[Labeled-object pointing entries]
▼

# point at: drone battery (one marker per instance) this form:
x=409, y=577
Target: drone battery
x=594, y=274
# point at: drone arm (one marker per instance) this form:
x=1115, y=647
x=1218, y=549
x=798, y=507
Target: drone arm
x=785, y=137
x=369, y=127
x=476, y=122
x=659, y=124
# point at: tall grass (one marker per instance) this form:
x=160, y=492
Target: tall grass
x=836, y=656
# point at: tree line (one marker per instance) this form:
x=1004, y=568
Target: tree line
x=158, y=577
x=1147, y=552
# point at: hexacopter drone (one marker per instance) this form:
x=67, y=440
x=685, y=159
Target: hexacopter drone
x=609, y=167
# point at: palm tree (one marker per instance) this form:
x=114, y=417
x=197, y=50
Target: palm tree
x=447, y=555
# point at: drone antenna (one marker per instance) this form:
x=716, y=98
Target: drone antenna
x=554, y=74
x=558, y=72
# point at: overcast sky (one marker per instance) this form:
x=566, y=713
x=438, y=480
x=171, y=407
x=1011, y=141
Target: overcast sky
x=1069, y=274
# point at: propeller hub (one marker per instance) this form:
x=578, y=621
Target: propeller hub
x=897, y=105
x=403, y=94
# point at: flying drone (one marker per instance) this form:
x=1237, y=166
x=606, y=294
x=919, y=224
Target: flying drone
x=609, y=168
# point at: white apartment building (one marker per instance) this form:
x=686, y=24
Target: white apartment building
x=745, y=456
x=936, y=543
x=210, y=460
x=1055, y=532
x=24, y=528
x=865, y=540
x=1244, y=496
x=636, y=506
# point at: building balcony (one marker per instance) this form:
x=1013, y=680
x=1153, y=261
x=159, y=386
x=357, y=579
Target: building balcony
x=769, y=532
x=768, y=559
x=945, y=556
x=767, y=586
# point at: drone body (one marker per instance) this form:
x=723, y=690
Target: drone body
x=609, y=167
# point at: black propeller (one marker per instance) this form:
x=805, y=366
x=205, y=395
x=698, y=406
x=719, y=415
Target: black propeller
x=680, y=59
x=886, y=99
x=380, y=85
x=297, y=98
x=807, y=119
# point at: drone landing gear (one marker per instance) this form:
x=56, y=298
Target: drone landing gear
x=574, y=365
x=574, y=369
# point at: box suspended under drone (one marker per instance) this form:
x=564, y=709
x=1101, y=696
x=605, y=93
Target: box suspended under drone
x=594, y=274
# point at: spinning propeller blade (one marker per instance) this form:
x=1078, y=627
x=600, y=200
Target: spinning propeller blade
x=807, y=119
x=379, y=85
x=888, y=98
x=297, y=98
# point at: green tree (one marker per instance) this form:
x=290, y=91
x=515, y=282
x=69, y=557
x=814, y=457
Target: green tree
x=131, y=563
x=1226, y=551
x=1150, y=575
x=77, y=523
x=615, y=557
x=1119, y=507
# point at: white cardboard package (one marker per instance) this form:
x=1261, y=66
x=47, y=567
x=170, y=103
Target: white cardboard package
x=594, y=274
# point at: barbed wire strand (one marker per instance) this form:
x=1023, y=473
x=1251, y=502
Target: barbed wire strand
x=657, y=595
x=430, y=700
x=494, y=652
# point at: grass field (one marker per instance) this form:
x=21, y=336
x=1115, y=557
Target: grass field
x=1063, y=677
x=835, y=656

▲

* _EXERCISE AIM_:
Rewrite everything from the line containing "# point at: overcast" down to the line containing "x=636, y=506" as a JSON list of strings, one string per line, with blank lines left out.

* _ANSWER BELOW_:
[
  "# point at: overcast sky (one marker per instance) this form:",
  "x=566, y=713",
  "x=438, y=480",
  "x=171, y=407",
  "x=1011, y=141",
  "Target: overcast sky",
  "x=1069, y=274",
  "# point at: propeller hub (one marker per instance) this form:",
  "x=578, y=621",
  "Target: propeller hub",
  "x=897, y=105",
  "x=403, y=94",
  "# point at: flying drone (one marker per instance) this form:",
  "x=1237, y=166",
  "x=606, y=294",
  "x=919, y=224",
  "Target: flying drone",
  "x=609, y=168",
  "# point at: white apartment building (one marker per instance) this form:",
  "x=686, y=24",
  "Target: white apartment building",
  "x=745, y=456",
  "x=936, y=543",
  "x=210, y=460",
  "x=1055, y=532",
  "x=24, y=528",
  "x=865, y=540",
  "x=1244, y=496",
  "x=636, y=506"
]